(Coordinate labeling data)

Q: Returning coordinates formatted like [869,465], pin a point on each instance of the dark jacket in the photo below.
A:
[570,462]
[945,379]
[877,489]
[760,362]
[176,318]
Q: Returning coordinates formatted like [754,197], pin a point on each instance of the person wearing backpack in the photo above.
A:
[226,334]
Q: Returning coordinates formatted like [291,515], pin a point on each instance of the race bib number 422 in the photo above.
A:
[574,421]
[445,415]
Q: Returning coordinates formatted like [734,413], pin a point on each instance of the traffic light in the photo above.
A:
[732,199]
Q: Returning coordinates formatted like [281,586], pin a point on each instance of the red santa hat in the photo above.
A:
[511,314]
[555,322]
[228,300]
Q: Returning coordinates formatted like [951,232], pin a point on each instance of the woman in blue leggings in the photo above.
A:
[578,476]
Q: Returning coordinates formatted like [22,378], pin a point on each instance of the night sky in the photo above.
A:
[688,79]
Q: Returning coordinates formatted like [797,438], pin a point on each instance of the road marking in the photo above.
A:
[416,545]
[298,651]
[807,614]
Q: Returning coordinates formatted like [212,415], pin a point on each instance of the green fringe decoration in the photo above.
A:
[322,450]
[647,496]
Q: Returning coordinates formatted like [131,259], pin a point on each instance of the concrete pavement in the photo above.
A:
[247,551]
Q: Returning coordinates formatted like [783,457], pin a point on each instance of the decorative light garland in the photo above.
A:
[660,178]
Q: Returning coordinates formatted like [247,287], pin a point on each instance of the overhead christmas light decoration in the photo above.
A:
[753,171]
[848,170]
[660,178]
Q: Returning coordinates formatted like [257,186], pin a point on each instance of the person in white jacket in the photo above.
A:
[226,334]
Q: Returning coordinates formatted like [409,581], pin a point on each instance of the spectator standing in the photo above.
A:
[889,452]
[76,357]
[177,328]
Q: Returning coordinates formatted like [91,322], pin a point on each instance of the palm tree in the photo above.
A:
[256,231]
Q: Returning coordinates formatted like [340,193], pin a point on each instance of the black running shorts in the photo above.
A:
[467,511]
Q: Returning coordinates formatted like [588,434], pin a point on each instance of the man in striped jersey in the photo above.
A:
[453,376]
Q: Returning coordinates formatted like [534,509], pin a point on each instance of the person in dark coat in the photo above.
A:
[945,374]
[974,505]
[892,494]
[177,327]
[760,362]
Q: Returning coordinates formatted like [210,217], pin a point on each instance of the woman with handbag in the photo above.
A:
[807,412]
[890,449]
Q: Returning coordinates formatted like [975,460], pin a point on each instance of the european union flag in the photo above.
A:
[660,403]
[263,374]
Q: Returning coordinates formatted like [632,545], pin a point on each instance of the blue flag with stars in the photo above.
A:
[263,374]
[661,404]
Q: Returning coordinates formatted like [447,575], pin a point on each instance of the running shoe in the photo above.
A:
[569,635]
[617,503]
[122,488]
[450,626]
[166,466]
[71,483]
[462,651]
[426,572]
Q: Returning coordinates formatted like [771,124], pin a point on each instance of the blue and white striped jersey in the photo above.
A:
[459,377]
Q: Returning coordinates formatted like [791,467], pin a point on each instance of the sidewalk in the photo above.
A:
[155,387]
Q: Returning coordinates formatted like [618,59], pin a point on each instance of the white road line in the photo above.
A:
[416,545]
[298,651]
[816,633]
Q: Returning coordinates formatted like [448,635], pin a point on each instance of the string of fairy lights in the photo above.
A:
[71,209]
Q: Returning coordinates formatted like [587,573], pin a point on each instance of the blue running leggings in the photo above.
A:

WRITTEN PROBLEM: Reproduce all of the material above word for word, with no changes.

CORRECT RESPONSE:
Q: Returning coordinates formatted like [869,465], pin a point on each instance of the dark jacket in the photo below.
A:
[570,462]
[945,379]
[877,489]
[760,362]
[176,318]
Q: Returning coordinates formatted like [754,197], pin a point on each instance of the person wearing backpack in the photo above.
A:
[226,334]
Q: Returning coordinates formatted like [291,515], pin a point on each instance of the race bib number 422 in the photo above.
A:
[574,421]
[445,415]
Q: Returning coordinates formatted like [734,413], pin a point on each instance of the traffic light in the photo above.
A:
[732,199]
Q: Returning coordinates formatted like [281,586], pin a point on each instance of the red santa hat in the photo above.
A:
[511,314]
[555,322]
[228,300]
Q: Returning coordinates formatted like [951,232], pin a point on each instance of the woman in blue leggings in the photo above.
A:
[578,476]
Q: Returning coordinates formatted like [22,378], pin a point on each instance of the night sky in the photo above.
A:
[688,79]
Q: Returning coordinates formatted like [797,438], pin a point on each instance of the road marking in the photo above.
A:
[416,545]
[298,651]
[807,614]
Q: Returning coordinates formatted like [212,415], pin a point on each instance of the green fringe decoration in the photo above.
A:
[322,450]
[647,496]
Q: Returning coordinates formatted like [131,259], pin a point on each instance of the concrete pavement in the photo above.
A:
[247,551]
Q: Returning coordinates formatted like [783,457], pin a point on each instance of the decorative light garland in the photo above.
A:
[660,178]
Q: Returning coordinates formatted like [247,287], pin a point on each instance of the overhead christmas light decoration in the photo above.
A:
[753,171]
[848,170]
[660,178]
Q: Returning coordinates formatted like [257,186], pin a point on each instance of the person in white jacket in the photo above.
A:
[226,334]
Q: Returning coordinates formatted like [409,581], pin a point on each instance of the spectator standing in the photo above.
A:
[889,452]
[76,357]
[177,328]
Q: Returning coordinates formatted like [91,322], pin a point on each instance of the palm tree in the photo above.
A:
[256,231]
Q: Returning coordinates formatted like [340,193], pin a point on each instance of the black running shorts in the photo above.
A:
[467,511]
Q: Returning coordinates formatted like [588,434], pin a point on each instance of the man in striped jersey in the photo above.
A:
[453,376]
Q: Returning coordinates formatted like [534,509], pin a point on each instance of the person in dark coat in the photo above.
A:
[945,374]
[974,505]
[892,494]
[177,327]
[760,362]
Q: Returning coordinates formatted like [210,217], pin a point on each instance of the woman with handbag in the photo above.
A:
[807,412]
[890,449]
Q: Returning coordinates formatted like [975,460], pin a point on each instance of the european union flag in the photo above.
A:
[660,403]
[263,374]
Q: Returning coordinates formatted like [632,545], pin a point on each instance of the blue flag with stars in the photo above.
A:
[263,374]
[661,404]
Q: Returning coordinates formatted like [447,575], pin a point on each instance of the running shoe in the photo above.
A:
[569,635]
[617,503]
[122,488]
[450,626]
[166,466]
[71,483]
[462,651]
[426,572]
Q: Returning coordinates formatted like [771,124], pin a point on each instance of the blue and white striped jersey in the photo above.
A:
[459,377]
Q: Returning coordinates formatted like [791,467], pin a point on each instance of the sidewalk in the photo above.
A:
[155,387]
Q: Returning coordinates formatted like [618,59], pin a point on each instance of the white road line in the photo above.
A:
[416,545]
[298,651]
[816,633]
Q: Returning coordinates formatted like [448,635], pin a point on each instance of the string of fairy lights in the photo above.
A:
[71,209]
Q: Returning coordinates formatted like [587,573], pin a point on each instance of the blue running leggings in the photo above.
A:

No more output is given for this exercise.